To do
Please give the data below again in full, exactly as it stands.

--- start Data records ---

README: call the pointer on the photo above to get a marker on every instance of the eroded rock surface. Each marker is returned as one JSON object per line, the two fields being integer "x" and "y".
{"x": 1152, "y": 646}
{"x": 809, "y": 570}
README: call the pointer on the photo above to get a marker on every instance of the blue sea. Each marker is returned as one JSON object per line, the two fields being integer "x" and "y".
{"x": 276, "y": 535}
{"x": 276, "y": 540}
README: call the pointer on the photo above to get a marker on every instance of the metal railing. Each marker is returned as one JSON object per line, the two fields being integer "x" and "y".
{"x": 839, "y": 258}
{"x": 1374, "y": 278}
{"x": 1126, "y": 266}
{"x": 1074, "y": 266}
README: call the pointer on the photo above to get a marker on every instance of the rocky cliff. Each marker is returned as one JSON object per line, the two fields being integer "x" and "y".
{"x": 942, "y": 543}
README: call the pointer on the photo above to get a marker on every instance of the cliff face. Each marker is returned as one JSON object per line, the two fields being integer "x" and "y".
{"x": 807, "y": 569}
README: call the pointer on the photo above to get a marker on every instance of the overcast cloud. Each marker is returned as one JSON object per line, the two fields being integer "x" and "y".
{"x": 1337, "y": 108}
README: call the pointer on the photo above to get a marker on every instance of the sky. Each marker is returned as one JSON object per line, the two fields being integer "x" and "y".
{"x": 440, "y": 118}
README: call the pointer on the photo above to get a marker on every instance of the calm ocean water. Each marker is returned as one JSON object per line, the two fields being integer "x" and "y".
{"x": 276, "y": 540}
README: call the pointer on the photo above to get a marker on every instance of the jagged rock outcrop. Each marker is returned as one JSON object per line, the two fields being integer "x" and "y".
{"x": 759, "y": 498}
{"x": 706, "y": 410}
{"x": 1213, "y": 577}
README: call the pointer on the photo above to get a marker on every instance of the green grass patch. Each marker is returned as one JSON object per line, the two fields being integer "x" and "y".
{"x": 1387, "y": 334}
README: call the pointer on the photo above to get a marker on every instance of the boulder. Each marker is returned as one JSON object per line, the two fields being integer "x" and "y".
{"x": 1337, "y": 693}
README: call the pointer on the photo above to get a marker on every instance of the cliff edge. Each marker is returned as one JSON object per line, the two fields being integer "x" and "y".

--- end Data records ---

Result for this task
README: call the pointer on the photo above to get a marker on every instance of the eroded rock surface. Each marker is returned as one JSON object per line, the two fields being integer "x" and "y".
{"x": 1152, "y": 646}
{"x": 809, "y": 570}
README: call the pointer on the photo above to get a marker on every instance of the blue sea. Each marker is returned as one JSON object per line, the two fields being integer "x" and "y".
{"x": 276, "y": 535}
{"x": 276, "y": 540}
README: call the pointer on the photo above to get a marker on every instance of the metal railing. Each marker is returned as one JSON object per line, the two fields being integer "x" and "y".
{"x": 839, "y": 258}
{"x": 1374, "y": 278}
{"x": 1126, "y": 266}
{"x": 1074, "y": 266}
README: call the pointer on the photo above to get a marker on every instance of the rocky cliff. Each marker is returned as one JSON object per line, the two fields being integer "x" and "y".
{"x": 942, "y": 543}
README: call the pointer on the photo above to get a marker on every instance of the cliff face. Each marker is returned as one JSON object per line, the two fields being integer "x" and "y".
{"x": 807, "y": 569}
README: call the pointer on the photo above to get a marker on every instance of the overcast cloud. Each marker is returned as one JSON object per line, the two fields being integer "x" and "y".
{"x": 1337, "y": 108}
README: call the pointer on the photo above to get a marker on every instance of the sky. Each marker is returned as one JSON object per line, the two fields being integer "x" and "y".
{"x": 440, "y": 118}
README: call the pointer on the photo above to get a marker on every instance of the calm ocean water. Each marker is returned as one JSON object per line, the two fields being integer "x" and "y".
{"x": 276, "y": 540}
README: call the pointer on the photo above to get a marker on every instance of the jagged rock outcrop. Each marker is returned as one JSON object per line, the two fields being integer "x" and "y".
{"x": 759, "y": 498}
{"x": 706, "y": 410}
{"x": 1213, "y": 577}
README: call the pointer on the photo above to get a marker on every instance of the green grass patch. Each marker is returned as one JSON object per line, the two fields being integer "x" and "y".
{"x": 1387, "y": 334}
README: call the pointer on the photo above to get a marker on every instance of the boulder. Each marker is returned as one JSON object per line, the two fields being integer "x" and "y".
{"x": 1337, "y": 693}
README: call the pointer on the photo above to get a marker on every instance of the cliff edge. Each marker is returned as one JSON object per line, the two fields being integer "x" and "y".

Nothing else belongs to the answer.